Tasks to complete:
**1.** Name every court case that the blog post on Judge Posner's Sears opinion mentions.
**2.** Carry on the blog post about Judge Posner's Sears opinion from its final sentence.

*** Document text

Wednesday, August 16, 2017

Can Lower Courts Identify Scrivener's Errors on Remand in Higher Courts' Opinions? A Thought on Judge Posner in Sears (Now with a Postscript on Inferences from Denials of Rehearing)

On Monday Judge Posner issued a short opinion on fees in In re Sears, Roebuck & Co. Front-Loading Washer Products Liability Litigation, a case that attained a certain notoriety at the class-certification-appeal stage for Judge Posner's generous treatment of Rule 23(b)(3)'s predominance requirement and doubling down on the propriety of that treatment after his first opinion was GVR'd in light of Comcast Corp. v. Behrend—a decision which, in light of Comcast's subsequent interment in Tyson Foods and the Court's ultimate denial of cert in Sears on further petition from Posner's disposition of the GVR, seems wise.

******
*** Data section

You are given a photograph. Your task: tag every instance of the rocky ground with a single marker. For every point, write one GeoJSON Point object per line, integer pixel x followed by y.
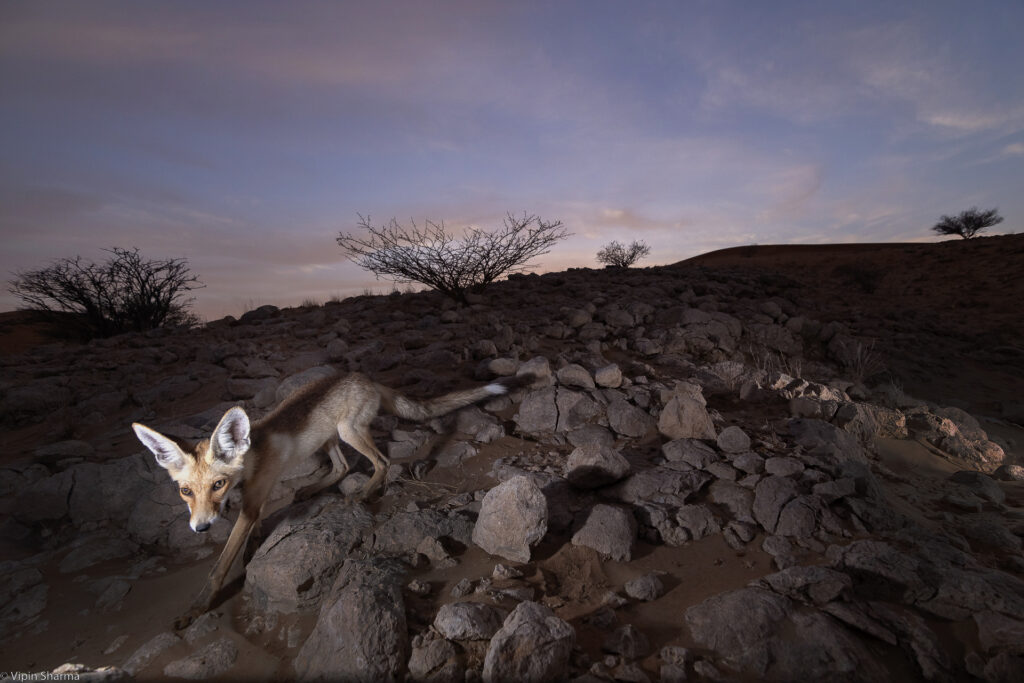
{"type": "Point", "coordinates": [764, 465]}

******

Exercise answers:
**1.**
- In re Sears, Roebuck & Co. Front-Loading Washer Products Liability Litigation
- Comcast Corp. v. Behrend
- Tyson Foods

**2.**
However, it also seems that, as ballyhooed as Sears was as a matter of class-action doctrine, it wasn't such a great case; plaintiffs will only receive a maximum of $900,000 from the case's settlement.  (Correction: I am reliably advised that the $900,000 was awarded to a smaller or lower-damages class, which complained of a defect in the Sears washers' control units, while the larger or more seriously aggrieved moldy-washer class, whose counsel's fees were not at issue in this appeal, received at least $12 million in settlement.  Both classes were at issue in Judge Posner's prior opinions on certification.  While Posner mentions the two separate classes in his opinion, one would never know from reading it that the control-unit class, rather than both classes or the moldy-washer class, was the one that got only $900,000 in settlement.)  Nevertheless, between the multiple trips to the Seventh Circuit and Supreme Court and the rather involved certification proceedings, class counsel, quoting Posner, "claimed to have incurred $3.16 million in fees . . . [and] subsequently increased their base fee estimate to $3.25 million, having discovered additional billable time."  They also requested that their actual fees be multiplied by 1.85 to 1.9 "to account for what they claimed to be their extraordinary effort[.]"  The district court found, Posner says, "that they were entitled to a base fee of only $2,726,191, which the court multiplied by 1.75, making the total fee award $4,770,834."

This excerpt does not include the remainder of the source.